___ MATERIAL PROVIDED ___

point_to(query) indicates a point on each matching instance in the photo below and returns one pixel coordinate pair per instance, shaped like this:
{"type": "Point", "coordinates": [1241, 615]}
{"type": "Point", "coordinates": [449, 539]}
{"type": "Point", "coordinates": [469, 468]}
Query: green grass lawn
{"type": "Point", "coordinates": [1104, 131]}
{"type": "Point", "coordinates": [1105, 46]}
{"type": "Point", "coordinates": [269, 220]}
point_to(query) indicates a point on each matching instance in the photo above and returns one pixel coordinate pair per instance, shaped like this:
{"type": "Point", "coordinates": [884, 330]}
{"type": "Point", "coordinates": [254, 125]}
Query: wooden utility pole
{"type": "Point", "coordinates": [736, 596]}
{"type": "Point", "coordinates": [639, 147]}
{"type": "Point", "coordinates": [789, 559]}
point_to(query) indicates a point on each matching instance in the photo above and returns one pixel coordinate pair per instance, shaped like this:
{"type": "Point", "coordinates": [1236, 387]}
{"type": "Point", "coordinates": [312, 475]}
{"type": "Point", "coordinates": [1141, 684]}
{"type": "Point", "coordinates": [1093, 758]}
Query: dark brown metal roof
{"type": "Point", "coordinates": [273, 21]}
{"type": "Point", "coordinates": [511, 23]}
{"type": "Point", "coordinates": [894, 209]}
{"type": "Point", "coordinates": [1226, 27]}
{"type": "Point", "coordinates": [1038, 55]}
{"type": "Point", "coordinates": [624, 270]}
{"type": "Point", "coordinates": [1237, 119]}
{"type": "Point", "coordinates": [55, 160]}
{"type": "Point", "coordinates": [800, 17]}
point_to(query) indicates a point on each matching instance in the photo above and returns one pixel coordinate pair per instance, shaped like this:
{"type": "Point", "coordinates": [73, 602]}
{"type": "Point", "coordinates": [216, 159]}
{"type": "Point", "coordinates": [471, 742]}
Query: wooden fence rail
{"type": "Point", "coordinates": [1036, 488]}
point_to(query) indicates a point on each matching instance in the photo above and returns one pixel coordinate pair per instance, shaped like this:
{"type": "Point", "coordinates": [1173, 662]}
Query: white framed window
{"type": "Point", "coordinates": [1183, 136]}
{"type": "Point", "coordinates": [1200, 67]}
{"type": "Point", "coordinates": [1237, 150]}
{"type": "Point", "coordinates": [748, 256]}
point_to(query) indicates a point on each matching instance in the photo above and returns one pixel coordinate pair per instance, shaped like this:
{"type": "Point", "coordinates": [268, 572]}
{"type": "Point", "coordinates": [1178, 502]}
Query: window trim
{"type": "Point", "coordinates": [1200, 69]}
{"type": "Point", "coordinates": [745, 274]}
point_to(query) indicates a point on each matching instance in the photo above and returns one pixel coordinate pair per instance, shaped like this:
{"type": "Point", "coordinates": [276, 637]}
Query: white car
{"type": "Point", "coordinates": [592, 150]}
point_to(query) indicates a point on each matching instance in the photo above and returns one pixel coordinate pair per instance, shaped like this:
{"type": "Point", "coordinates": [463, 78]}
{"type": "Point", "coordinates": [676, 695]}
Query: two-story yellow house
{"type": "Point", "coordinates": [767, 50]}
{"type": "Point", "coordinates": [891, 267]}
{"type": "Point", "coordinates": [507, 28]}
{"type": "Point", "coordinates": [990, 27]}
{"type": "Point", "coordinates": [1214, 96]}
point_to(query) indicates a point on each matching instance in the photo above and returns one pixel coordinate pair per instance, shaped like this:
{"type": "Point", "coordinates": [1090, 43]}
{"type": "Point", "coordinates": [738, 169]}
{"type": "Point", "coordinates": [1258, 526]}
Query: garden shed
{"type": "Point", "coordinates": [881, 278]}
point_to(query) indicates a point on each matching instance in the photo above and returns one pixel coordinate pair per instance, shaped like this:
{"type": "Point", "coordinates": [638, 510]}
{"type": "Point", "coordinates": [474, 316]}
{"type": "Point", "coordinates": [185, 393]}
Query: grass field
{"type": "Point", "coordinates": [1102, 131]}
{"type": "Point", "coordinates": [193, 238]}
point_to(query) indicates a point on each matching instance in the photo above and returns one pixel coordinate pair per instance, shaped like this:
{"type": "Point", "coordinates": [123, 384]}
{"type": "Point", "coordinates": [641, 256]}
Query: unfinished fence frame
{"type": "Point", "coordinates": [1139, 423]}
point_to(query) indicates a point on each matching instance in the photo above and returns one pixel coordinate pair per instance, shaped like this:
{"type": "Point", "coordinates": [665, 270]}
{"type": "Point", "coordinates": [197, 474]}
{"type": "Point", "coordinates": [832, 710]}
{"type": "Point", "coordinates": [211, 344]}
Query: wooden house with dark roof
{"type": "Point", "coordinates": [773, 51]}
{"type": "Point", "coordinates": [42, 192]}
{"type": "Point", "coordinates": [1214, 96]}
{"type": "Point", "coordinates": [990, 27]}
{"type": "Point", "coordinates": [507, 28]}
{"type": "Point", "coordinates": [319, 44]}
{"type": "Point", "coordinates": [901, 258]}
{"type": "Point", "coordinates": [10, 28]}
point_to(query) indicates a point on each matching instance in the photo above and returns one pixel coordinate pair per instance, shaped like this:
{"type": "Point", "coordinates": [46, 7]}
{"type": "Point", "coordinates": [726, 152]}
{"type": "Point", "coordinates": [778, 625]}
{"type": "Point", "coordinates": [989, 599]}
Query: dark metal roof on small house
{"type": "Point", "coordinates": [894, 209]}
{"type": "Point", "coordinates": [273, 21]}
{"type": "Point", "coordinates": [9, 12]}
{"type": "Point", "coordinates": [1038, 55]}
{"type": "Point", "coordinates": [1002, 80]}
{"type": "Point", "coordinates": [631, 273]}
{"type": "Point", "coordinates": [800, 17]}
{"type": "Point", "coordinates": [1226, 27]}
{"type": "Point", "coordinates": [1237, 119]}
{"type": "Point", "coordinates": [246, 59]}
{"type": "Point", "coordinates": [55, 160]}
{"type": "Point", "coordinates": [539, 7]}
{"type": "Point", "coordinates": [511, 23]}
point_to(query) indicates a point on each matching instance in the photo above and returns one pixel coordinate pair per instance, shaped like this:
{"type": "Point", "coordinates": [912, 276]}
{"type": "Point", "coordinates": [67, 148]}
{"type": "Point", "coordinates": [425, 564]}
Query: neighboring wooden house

___

EXERCISE OBJECTIVE: The records above are to be repeated exactly, in their entirety.

REPLY:
point_to(query) indicates a point on each matching instance in the photo below and returns one pixel coordinate pair per instance, shaped like this:
{"type": "Point", "coordinates": [1241, 615]}
{"type": "Point", "coordinates": [449, 539]}
{"type": "Point", "coordinates": [469, 468]}
Query: green grass lawn
{"type": "Point", "coordinates": [1104, 131]}
{"type": "Point", "coordinates": [1105, 46]}
{"type": "Point", "coordinates": [269, 220]}
point_to(query) indicates a point on each matching instance in the photo above and returns one pixel coordinate pair per instance, shaped like this:
{"type": "Point", "coordinates": [884, 330]}
{"type": "Point", "coordinates": [254, 125]}
Query: wooden utility pole
{"type": "Point", "coordinates": [736, 596]}
{"type": "Point", "coordinates": [639, 147]}
{"type": "Point", "coordinates": [789, 559]}
point_to(query) indicates a point on each matching instance in the photo above and returns one pixel coordinate pair per instance, shaped like this:
{"type": "Point", "coordinates": [1236, 387]}
{"type": "Point", "coordinates": [312, 475]}
{"type": "Point", "coordinates": [1141, 684]}
{"type": "Point", "coordinates": [1093, 758]}
Query: dark brown metal roof
{"type": "Point", "coordinates": [273, 21]}
{"type": "Point", "coordinates": [511, 23]}
{"type": "Point", "coordinates": [894, 209]}
{"type": "Point", "coordinates": [1226, 27]}
{"type": "Point", "coordinates": [1038, 55]}
{"type": "Point", "coordinates": [624, 270]}
{"type": "Point", "coordinates": [1237, 119]}
{"type": "Point", "coordinates": [55, 160]}
{"type": "Point", "coordinates": [800, 17]}
point_to(query) indicates a point on each matching instance in the photo above and returns one pixel coordinate pair per instance, shaped like this:
{"type": "Point", "coordinates": [73, 602]}
{"type": "Point", "coordinates": [216, 159]}
{"type": "Point", "coordinates": [471, 742]}
Query: wooden fence rail
{"type": "Point", "coordinates": [1036, 488]}
point_to(query) indicates a point on each matching instance in the photo above and returns one pixel coordinate pair per instance, shaped like this:
{"type": "Point", "coordinates": [1173, 662]}
Query: white framed window
{"type": "Point", "coordinates": [1183, 136]}
{"type": "Point", "coordinates": [1200, 67]}
{"type": "Point", "coordinates": [1237, 150]}
{"type": "Point", "coordinates": [748, 256]}
point_to(query) indicates a point on each matching instance in the photo above and returns one pixel coordinate pair per instance, shaped like this:
{"type": "Point", "coordinates": [268, 572]}
{"type": "Point", "coordinates": [1178, 502]}
Query: window trim
{"type": "Point", "coordinates": [1200, 69]}
{"type": "Point", "coordinates": [745, 274]}
point_to(query) indicates a point on each matching instance in the photo above and returns one pixel coordinate pair per instance, shaped like this:
{"type": "Point", "coordinates": [276, 637]}
Query: white car
{"type": "Point", "coordinates": [592, 150]}
point_to(query) indicates a point on each matching instance in the photo above and returns one pixel coordinate pair per instance, shaped like this:
{"type": "Point", "coordinates": [463, 78]}
{"type": "Point", "coordinates": [676, 695]}
Query: two-story yellow house
{"type": "Point", "coordinates": [767, 50]}
{"type": "Point", "coordinates": [891, 267]}
{"type": "Point", "coordinates": [507, 28]}
{"type": "Point", "coordinates": [990, 27]}
{"type": "Point", "coordinates": [1214, 96]}
point_to(query) indicates a point on each matching instance in the photo above and returns one pixel coordinate pair per instance, shaped like this:
{"type": "Point", "coordinates": [1090, 43]}
{"type": "Point", "coordinates": [738, 169]}
{"type": "Point", "coordinates": [1258, 526]}
Query: garden shed
{"type": "Point", "coordinates": [881, 278]}
point_to(query) indicates a point on each matching instance in the photo above and returns one pixel coordinate pair per instance, shaped like this:
{"type": "Point", "coordinates": [638, 510]}
{"type": "Point", "coordinates": [474, 316]}
{"type": "Point", "coordinates": [185, 393]}
Query: grass field
{"type": "Point", "coordinates": [1102, 131]}
{"type": "Point", "coordinates": [193, 238]}
point_to(query) indicates a point on each matching instance in the photo above and returns one pixel coordinate pair per instance, shaped like this:
{"type": "Point", "coordinates": [123, 384]}
{"type": "Point", "coordinates": [641, 256]}
Query: unfinished fence frame
{"type": "Point", "coordinates": [1139, 423]}
point_to(query) indicates a point on each matching instance in the photo above and returns one pixel coordinate pair per instance, shaped like this:
{"type": "Point", "coordinates": [665, 270]}
{"type": "Point", "coordinates": [197, 474]}
{"type": "Point", "coordinates": [832, 710]}
{"type": "Point", "coordinates": [211, 344]}
Query: wooden house with dark roof
{"type": "Point", "coordinates": [773, 51]}
{"type": "Point", "coordinates": [42, 192]}
{"type": "Point", "coordinates": [1214, 96]}
{"type": "Point", "coordinates": [990, 27]}
{"type": "Point", "coordinates": [507, 28]}
{"type": "Point", "coordinates": [319, 44]}
{"type": "Point", "coordinates": [901, 258]}
{"type": "Point", "coordinates": [10, 28]}
point_to(query) indicates a point on each matching instance in the photo above and returns one pixel coordinate pair per instance, shaped like this:
{"type": "Point", "coordinates": [46, 7]}
{"type": "Point", "coordinates": [726, 152]}
{"type": "Point", "coordinates": [778, 625]}
{"type": "Point", "coordinates": [989, 599]}
Query: dark metal roof on small house
{"type": "Point", "coordinates": [894, 209]}
{"type": "Point", "coordinates": [273, 21]}
{"type": "Point", "coordinates": [9, 12]}
{"type": "Point", "coordinates": [1038, 55]}
{"type": "Point", "coordinates": [1002, 80]}
{"type": "Point", "coordinates": [631, 273]}
{"type": "Point", "coordinates": [800, 17]}
{"type": "Point", "coordinates": [1226, 27]}
{"type": "Point", "coordinates": [1237, 119]}
{"type": "Point", "coordinates": [246, 59]}
{"type": "Point", "coordinates": [55, 160]}
{"type": "Point", "coordinates": [539, 7]}
{"type": "Point", "coordinates": [511, 23]}
point_to(query) indicates a point on each matching instance in the photo above and returns one pixel coordinate pair per instance, shaped like this:
{"type": "Point", "coordinates": [912, 276]}
{"type": "Point", "coordinates": [67, 148]}
{"type": "Point", "coordinates": [425, 564]}
Query: neighboring wooden house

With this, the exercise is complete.